◆ WHAT YOU WILL DO
Print every entry exactly as written.

[Point localization data]
━━━━━━

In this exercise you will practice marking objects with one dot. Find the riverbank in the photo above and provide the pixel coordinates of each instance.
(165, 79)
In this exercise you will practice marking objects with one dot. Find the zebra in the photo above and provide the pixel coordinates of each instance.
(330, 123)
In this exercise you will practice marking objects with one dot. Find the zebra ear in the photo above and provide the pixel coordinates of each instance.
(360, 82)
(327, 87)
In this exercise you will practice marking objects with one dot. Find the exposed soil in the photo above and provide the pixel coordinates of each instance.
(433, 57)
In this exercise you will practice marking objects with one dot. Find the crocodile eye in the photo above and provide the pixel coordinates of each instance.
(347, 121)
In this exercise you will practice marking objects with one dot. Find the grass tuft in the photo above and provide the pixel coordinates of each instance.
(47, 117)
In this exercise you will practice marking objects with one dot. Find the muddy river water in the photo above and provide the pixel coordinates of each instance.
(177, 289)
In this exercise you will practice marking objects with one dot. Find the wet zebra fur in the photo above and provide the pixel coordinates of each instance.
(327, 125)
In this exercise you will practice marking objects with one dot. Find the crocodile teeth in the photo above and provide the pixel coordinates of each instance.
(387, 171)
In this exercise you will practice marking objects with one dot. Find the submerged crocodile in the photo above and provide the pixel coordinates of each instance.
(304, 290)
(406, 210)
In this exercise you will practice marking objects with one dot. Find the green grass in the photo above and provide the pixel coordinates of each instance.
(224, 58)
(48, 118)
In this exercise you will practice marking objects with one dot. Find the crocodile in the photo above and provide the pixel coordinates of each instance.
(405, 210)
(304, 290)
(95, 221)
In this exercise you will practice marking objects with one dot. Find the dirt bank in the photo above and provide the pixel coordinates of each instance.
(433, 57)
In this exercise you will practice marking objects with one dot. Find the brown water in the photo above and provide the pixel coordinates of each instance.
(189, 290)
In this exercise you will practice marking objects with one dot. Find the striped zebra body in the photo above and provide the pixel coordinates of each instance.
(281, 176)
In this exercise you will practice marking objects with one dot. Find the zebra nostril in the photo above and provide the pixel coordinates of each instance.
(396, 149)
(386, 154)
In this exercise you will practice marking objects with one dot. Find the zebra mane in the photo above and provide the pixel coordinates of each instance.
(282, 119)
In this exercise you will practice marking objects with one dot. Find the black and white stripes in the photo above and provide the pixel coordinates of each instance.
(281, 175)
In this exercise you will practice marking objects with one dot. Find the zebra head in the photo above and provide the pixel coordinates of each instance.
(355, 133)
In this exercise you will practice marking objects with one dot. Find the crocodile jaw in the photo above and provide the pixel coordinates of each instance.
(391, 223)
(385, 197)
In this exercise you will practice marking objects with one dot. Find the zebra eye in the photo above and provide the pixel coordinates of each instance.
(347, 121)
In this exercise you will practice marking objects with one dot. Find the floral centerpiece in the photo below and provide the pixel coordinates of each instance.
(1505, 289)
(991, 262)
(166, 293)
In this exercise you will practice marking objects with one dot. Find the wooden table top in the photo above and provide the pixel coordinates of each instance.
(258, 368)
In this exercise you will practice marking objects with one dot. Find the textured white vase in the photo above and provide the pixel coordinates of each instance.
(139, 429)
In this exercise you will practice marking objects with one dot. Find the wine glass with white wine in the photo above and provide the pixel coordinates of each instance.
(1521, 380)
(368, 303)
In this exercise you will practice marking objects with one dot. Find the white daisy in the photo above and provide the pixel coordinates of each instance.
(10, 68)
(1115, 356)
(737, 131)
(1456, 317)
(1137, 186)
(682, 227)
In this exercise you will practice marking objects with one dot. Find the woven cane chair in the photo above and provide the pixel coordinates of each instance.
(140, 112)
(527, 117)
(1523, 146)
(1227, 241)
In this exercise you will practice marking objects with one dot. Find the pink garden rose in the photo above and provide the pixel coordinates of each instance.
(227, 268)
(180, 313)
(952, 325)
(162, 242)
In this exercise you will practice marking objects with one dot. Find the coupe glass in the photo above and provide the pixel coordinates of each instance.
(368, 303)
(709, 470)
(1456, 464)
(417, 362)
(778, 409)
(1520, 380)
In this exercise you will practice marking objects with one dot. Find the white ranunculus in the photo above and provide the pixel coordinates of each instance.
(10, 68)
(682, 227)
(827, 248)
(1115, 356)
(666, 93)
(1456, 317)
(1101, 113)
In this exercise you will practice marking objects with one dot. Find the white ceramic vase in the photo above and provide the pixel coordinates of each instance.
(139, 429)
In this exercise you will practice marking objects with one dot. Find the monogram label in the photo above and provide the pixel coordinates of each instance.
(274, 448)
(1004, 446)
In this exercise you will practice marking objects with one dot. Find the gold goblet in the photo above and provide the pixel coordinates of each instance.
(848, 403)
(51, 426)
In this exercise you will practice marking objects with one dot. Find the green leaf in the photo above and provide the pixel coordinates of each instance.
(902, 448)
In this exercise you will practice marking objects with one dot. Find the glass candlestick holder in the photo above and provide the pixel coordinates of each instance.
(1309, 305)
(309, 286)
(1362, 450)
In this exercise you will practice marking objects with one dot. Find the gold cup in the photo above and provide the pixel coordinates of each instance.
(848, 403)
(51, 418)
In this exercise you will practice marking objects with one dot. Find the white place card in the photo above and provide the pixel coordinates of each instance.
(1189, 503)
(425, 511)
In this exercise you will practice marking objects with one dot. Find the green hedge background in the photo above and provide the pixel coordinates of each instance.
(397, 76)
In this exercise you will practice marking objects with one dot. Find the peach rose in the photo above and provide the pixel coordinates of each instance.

━━━━━━

◆ OUTPUT
In this exercise you will practice marking objects with one dot. Find the riverbank in the photo above and provide the pixel coordinates of each instance.
(165, 79)
In this exercise you will practice marking objects with one dot. Find the zebra in the photo above and provide the pixel coordinates of each instance.
(330, 123)
In this exercise you will practice marking objects with one dot. Find the zebra ear in the photo above and provide the pixel coordinates of each instance.
(360, 82)
(327, 87)
In this exercise you will practice marking objects with one dot. Find the exposed soil in the photo above and provide the pixel coordinates of each instance.
(433, 57)
In this exercise you will practice marking objects with one dot. Find the crocodile eye in the photo above and provide the pixel coordinates of each instance.
(347, 121)
In this exercise you will practice marking objects with one dot. Find the grass tuft in the photo above and provide the pixel coordinates of each instance.
(47, 117)
In this exercise you will practice marking objects with one dot. Find the muddy river water in the photo above and provide the pixel coordinates of each instance.
(177, 289)
In this exercise you will practice marking objects with one dot. Find the wet zebra fur in the photo above and provide the pixel coordinates of each instance.
(327, 125)
In this exercise you will practice marking objects with one dot. Find the crocodile teeth in the photo above and provide the pixel coordinates of each instance.
(387, 171)
In this exercise you will practice marking objects with one dot. Find the submerged crocodile in the photo above and provide the pixel coordinates of each instance.
(304, 290)
(406, 210)
In this exercise you will practice marking objects with one dot. Find the green grass in the photo above and provide the pixel coordinates of each instance.
(224, 58)
(48, 118)
In this exercise you will practice marking objects with one dot. Find the crocodile in the photo above and provide the pixel coordinates of each instance.
(405, 210)
(304, 290)
(95, 221)
In this exercise you will practice marking objects with one dot. Find the dirt bank in the photo above and provide the pixel coordinates of each instance.
(433, 57)
In this exercise you will practice marking objects with one dot. Find the brown water in the photo above and provide the pixel coordinates of each instance.
(189, 290)
In this exercise you will practice marking objects with one dot. Find the striped zebra body in the photo above and provide the pixel coordinates of each instance.
(281, 176)
In this exercise you will practice marking objects with one dot. Find the zebra nostril in the photo above and provide the pixel coordinates of each instance.
(396, 149)
(386, 154)
In this exercise you will practice marking objects with one dot. Find the zebra mane in the photo above and provide the pixel coordinates of each instance.
(282, 119)
In this exercise you will practice marking objects with one dot. Find the black and white stripes in the photo above and provide the pixel coordinates of each instance.
(281, 175)
In this exercise you will practice marking objects with one dot. Find the zebra head in the photo above and provide the pixel coordinates of each instance.
(355, 133)
In this exercise you will practice marking objects with one dot. Find the crocodile jaw in the photo above and provide the pixel coordinates of each instance.
(391, 223)
(385, 197)
In this exercise you will practice marking objects with one dot. Find the zebra eye in the photo above and provide the pixel coordinates of each instance.
(347, 121)
In this exercise you will practice marking objects with one dot. Find the floral centerpiece in the photo below and provide the pixel coordinates of each instance.
(1505, 289)
(991, 262)
(166, 293)
In this exercise you will practice marking objects with one dot. Find the wooden table top in the photo above and provide the pixel coordinates of each instance.
(258, 368)
In this exercise you will practice marking objects with one dot. Find the textured white vase in the photo above and provide the pixel coordinates of each instance.
(139, 429)
In this exercise you will practice marking objects with one dot. Find the wine glass with white wine in the photo above and provide the pixel coordinates of each instance.
(1521, 380)
(368, 303)
In this exercise you will practice marking objects with one dot. Find the white daisy in the photo above and provide the pixel coordinates of each instance.
(10, 68)
(1115, 356)
(737, 131)
(1456, 317)
(1137, 186)
(682, 227)
In this exercise you will practice marking objects with one dot. Find the woven cane chair in the photo above and provide the pixel coordinates of each instance.
(140, 112)
(527, 117)
(1523, 146)
(1227, 241)
In this exercise you will practice marking objects with one dot. Find the pink garden rose in the photo above and provide the pixel coordinates of each instance.
(227, 268)
(180, 313)
(952, 325)
(162, 242)
In this exercise you will practice marking objects with one dot. Find the coupe glass in the photo above and provide the pixel coordinates of each instance.
(368, 303)
(709, 470)
(1456, 464)
(417, 362)
(778, 409)
(1520, 380)
In this exercise you will practice marking objects with one dot. Find the white ranunculus in the photo above and provide the pixel coordinates of each instance.
(10, 68)
(682, 227)
(827, 248)
(1115, 356)
(666, 93)
(1456, 317)
(1101, 113)
In this exercise you will practice marking objects with one dot. Find the white ceramic vase in the photo above and provide the pixel coordinates of each instance.
(139, 429)
In this exercise you will practice marking objects with one dot. Find the monogram label in the photo above and provide the pixel coordinates of each instance.
(274, 448)
(1004, 446)
In this exercise you will practice marking objects with one dot. Find the gold goblet in the photo above and provide the pixel coordinates of each instance.
(848, 403)
(51, 426)
In this exercise you will practice marking objects with one dot. Find the green leaf in the photo above and provide the pixel coordinates of each instance.
(902, 448)
In this exercise you will practice marking objects with one dot. Find the glass candlestick holder in the photo above and provide the pixel coordinates of each instance.
(1309, 305)
(309, 286)
(1362, 450)
In this exercise you will practice marking objects with one dot. Find the gold cup in the photo above and provide the pixel coordinates of each instance.
(848, 403)
(51, 418)
In this exercise you will practice marking objects with one dot. Find the white place card in the photo above and provide the pixel coordinates of each instance.
(1189, 503)
(425, 511)
In this exercise you will practice marking objects with one dot. Find the green hedge background in the photo above and provide the pixel coordinates of each instance.
(397, 76)
In this exercise you will practice marking objects with one dot. Find the peach rose in the photo above and provide the pixel coordinates of each instance.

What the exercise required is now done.